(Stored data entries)

>>

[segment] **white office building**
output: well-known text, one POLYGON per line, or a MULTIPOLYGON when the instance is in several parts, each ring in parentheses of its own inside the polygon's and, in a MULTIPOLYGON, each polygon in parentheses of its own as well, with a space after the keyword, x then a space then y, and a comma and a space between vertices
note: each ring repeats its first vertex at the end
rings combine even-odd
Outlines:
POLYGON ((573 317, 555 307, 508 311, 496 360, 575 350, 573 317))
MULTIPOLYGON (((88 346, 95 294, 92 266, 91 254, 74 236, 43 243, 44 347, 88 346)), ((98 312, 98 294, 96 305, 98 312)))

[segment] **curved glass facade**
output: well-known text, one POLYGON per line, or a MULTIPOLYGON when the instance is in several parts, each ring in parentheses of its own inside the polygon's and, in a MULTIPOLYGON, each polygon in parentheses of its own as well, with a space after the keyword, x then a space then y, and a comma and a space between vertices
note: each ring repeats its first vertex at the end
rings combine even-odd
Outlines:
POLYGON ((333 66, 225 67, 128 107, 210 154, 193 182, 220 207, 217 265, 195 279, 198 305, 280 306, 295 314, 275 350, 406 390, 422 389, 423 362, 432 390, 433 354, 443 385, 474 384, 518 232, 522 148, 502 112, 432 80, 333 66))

<<

_WHAT YOU WILL DO:_ From the entries, copy every line in which the word "segment" occurs.

_SOLUTION BELOW:_
[segment] **white office building**
[segment] **curved glass facade**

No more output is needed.